■ Goal of the exercise: Find the word "tree" in the data below and copy each line that holds it.

Spatial localization data

__________

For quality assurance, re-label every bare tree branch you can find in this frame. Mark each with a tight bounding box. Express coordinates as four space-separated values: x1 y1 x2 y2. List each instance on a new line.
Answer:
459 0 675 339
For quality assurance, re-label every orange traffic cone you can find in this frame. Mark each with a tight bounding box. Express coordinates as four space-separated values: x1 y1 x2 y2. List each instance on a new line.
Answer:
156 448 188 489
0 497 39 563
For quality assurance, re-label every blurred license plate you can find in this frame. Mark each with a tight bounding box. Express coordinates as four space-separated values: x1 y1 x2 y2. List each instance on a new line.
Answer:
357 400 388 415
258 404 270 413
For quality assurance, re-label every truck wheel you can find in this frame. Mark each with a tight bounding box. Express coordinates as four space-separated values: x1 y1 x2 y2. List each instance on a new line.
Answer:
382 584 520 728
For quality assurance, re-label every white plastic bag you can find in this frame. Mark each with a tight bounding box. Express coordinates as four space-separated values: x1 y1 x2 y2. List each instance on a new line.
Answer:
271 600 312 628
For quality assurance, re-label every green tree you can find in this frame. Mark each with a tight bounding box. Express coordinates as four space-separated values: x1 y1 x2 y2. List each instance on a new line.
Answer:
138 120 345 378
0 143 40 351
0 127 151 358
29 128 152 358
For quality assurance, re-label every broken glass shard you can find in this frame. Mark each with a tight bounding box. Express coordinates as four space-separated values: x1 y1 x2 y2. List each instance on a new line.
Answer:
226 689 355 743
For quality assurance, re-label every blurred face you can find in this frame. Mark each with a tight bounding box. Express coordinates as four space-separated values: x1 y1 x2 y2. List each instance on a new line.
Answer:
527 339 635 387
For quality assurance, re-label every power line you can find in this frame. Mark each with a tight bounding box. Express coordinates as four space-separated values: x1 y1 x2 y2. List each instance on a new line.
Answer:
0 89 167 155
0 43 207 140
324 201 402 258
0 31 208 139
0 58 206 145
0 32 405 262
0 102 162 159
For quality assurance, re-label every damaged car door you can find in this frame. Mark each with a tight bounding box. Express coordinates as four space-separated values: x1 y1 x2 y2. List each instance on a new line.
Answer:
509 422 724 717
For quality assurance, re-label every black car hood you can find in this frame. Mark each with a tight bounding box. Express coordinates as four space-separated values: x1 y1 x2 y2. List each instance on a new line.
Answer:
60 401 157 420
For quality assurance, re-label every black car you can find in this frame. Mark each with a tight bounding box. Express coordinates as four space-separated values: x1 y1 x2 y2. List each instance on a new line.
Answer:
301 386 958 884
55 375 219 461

__________

■ Solution to the problem:
For quality assurance, re-label every bare tree branch you can find in this frame. Mark each with a tight bounding box. Express coordinates as four space-separated values: x1 y1 x2 y2. List each instance on a new line.
For quality assurance, re-label every green tree you can find in this frame. Mark each with a tight bounding box. Express coordinates as four space-separated values: x1 y1 x2 y2. List each instance on a new line.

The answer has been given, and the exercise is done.